Consigne. Relevez tous les articles de code cités dans l'extrait ci-dessous sur l'avis de la deuxième chambre civile, en indiquant le code auquel chacun appartient.

──────── Extrait à lire ────────

2. - La seconde question portait sur la compétence du conseiller de la mise en état ou celle de la cour d’appel pour statuer sur les fins de non-recevoir tirées des articles 564 et 910-4 du code de procédure civile.

On rappellera que le premier de ces textes prohibe, à peine d’irrecevabilité, les prétentions nouvelles en appel et que le second oblige la partie à formuler ses prétentions dans les premières conclusions.

Interprétant la norme réglementaire de manière dans un sens conforme à la norme législative, la deuxième chambre civile a considéré que les deux fins de non-recevoir considérées relevaient de la compétence de la cour d’appel et non de celle du conseiller de la mise en état.

Cette analyse s’inscrit dans la logique de l’avis du 3 juin 2021, qui avait souligné que la réforme issue du décret du 11 décembre 2019 s’inscrivait dans le cadre fixé par le code de l’organisation judiciaire, et notamment de ses dispositions de nature législative (articles L.311-1, L.312-1 et L.312-2). Celles-ci donnent compétence à la cour d’appel pour connaître des décisions judiciaires, civiles ou pénales rendues en premier ressort. Elles précisent que cette juridiction statue souverainement sur le fond des affaires, cet adverbe devant être compris en ce sens que la cour d’appel dispose, en matière d’appel, d’une plénitude de juridiction.

C’est donc bien le principe de la hiérarchie des normes et la méthode d’interprétation conforme qui fondent principalement ce nouvel avis dans la suite logique du précédent.

On ajoutera que la deuxième chambre civile a pris en considération la dimension temporelle de la procédure d’appel, dans son cheminement de la déclaration d’appel au jugement de l’appel en passant par la phase de mise en état. Au fil de cette procédure, le litige n’est pas figé, l’appelant et l’intimé pouvant renoncer à certaines prétentions ou en former de nouvelles. Dès lors, comment laisser au conseiller de la mise en état le soin de déclarer ou non recevables des prétentions qui sont susceptibles de se modifier jusqu’au prononcé de l’ordonnance de clôture?

Aussi bien l’avis délivré par la deuxième chambre civile se fonde également sur le principe tant constitutionnel que conventionnel d’une bonne administration de la justice.

──────── Lignes ────────

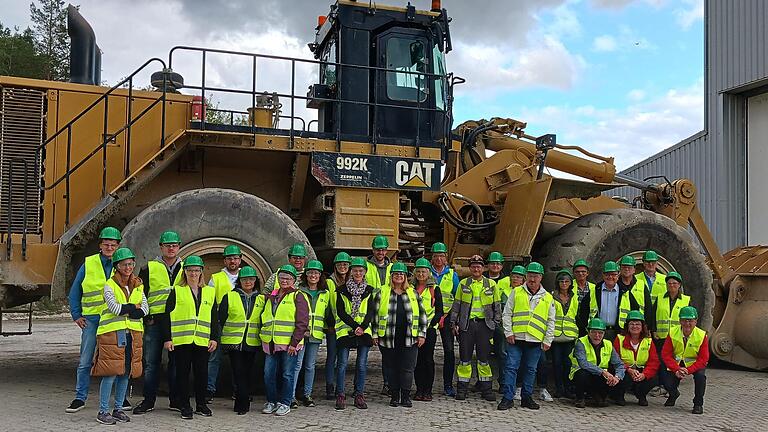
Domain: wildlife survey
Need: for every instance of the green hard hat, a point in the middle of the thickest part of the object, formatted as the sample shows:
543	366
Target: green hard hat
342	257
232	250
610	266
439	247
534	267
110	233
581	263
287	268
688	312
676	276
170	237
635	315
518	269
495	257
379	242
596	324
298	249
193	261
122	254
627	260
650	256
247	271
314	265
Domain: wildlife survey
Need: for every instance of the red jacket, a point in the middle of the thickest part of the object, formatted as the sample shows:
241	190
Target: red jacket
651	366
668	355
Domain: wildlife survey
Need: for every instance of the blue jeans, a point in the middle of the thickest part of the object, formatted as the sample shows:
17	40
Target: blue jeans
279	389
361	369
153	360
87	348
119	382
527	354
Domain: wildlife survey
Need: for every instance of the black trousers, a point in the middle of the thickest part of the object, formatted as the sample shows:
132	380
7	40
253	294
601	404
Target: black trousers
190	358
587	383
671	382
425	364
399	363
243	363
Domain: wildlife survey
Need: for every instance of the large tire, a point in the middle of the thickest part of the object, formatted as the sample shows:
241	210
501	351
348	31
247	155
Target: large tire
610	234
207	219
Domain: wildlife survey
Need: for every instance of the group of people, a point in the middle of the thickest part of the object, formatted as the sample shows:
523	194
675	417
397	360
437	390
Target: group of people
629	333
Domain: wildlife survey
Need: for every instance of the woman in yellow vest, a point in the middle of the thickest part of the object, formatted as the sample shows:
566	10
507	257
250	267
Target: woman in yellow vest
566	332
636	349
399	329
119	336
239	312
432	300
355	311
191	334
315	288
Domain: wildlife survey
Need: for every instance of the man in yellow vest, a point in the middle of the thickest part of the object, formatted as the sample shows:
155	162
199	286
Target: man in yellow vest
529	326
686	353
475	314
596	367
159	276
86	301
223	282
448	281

────────
──────── Lignes ────────

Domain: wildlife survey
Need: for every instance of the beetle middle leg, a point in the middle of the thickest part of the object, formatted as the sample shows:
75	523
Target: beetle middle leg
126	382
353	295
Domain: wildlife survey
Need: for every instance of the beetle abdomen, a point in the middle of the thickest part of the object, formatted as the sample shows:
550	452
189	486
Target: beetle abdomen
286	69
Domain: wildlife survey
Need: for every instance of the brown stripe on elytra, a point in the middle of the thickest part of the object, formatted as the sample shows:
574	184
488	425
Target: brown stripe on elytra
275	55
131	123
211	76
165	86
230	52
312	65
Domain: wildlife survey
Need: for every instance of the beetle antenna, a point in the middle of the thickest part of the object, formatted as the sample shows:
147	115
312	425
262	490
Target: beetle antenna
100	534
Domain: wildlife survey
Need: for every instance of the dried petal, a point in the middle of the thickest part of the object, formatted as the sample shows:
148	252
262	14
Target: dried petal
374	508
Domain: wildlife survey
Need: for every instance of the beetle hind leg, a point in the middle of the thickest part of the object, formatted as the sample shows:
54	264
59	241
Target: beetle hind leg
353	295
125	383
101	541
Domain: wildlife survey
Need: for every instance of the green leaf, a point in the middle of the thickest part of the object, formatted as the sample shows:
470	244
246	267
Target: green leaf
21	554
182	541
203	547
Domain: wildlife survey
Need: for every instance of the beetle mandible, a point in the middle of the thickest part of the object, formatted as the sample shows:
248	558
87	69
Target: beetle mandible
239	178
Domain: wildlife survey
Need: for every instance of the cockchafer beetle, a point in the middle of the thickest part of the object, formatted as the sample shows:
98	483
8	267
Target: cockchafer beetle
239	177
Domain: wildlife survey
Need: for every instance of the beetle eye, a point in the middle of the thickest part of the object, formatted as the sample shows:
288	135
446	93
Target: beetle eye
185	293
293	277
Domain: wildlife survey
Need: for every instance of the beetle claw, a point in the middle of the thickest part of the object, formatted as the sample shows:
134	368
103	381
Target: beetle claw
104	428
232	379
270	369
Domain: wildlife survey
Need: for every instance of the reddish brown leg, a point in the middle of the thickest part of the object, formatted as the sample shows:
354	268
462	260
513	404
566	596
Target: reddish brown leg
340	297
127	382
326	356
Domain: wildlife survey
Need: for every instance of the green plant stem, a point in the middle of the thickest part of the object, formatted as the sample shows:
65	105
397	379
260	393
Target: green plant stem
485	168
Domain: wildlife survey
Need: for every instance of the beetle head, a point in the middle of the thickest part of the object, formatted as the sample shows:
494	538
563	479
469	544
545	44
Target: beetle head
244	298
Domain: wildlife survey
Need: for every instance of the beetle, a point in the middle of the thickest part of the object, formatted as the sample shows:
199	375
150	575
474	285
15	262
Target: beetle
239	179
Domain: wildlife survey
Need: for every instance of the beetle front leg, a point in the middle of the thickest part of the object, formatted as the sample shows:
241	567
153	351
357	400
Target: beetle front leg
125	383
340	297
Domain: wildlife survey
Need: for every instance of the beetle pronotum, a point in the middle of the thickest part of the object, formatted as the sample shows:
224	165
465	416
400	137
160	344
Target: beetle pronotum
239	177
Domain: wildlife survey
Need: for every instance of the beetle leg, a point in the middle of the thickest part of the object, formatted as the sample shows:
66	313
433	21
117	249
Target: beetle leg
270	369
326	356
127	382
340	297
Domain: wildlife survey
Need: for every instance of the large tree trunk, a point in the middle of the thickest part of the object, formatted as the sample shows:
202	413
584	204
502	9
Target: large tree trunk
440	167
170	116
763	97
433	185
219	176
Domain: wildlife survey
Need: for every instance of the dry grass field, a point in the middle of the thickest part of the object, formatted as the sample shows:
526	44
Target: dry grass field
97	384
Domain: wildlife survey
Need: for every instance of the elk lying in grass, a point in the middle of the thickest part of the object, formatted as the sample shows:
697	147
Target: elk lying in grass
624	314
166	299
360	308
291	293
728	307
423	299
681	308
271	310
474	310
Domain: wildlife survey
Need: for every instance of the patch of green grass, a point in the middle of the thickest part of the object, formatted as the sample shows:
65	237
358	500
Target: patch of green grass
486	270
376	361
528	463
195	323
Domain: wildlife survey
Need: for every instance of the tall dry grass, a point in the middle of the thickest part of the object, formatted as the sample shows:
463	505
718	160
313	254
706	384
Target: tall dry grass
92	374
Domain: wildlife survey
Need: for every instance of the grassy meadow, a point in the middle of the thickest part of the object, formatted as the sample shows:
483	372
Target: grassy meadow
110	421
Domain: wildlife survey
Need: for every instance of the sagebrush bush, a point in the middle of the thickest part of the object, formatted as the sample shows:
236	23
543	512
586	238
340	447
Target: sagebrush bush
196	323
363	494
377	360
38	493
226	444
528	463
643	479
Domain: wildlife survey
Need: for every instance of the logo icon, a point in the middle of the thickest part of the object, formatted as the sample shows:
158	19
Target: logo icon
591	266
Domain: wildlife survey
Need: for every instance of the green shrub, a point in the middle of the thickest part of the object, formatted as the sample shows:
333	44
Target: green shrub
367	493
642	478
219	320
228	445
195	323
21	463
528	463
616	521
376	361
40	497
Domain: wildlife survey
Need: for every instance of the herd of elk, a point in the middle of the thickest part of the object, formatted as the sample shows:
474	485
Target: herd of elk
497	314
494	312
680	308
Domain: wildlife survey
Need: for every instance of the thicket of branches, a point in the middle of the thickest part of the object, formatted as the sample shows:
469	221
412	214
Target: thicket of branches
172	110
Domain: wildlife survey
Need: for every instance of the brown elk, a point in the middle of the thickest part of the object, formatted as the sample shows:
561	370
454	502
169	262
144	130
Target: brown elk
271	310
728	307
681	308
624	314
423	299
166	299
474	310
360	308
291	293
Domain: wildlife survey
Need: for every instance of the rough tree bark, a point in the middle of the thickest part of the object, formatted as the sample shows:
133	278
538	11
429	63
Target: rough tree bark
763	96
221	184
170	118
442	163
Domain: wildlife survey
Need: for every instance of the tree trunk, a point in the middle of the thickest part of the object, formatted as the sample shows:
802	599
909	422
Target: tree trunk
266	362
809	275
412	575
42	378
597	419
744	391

────────

Réponse attendue.
- Article 564 du code de procédure civile
- Article 910-4 du code de procédure civile
- Article L.311-1 du code de l'organisation judiciaire
- Article L.312-1 du code de l'organisation judiciaire
- Article L.312-2 du code de l'organisation judiciaire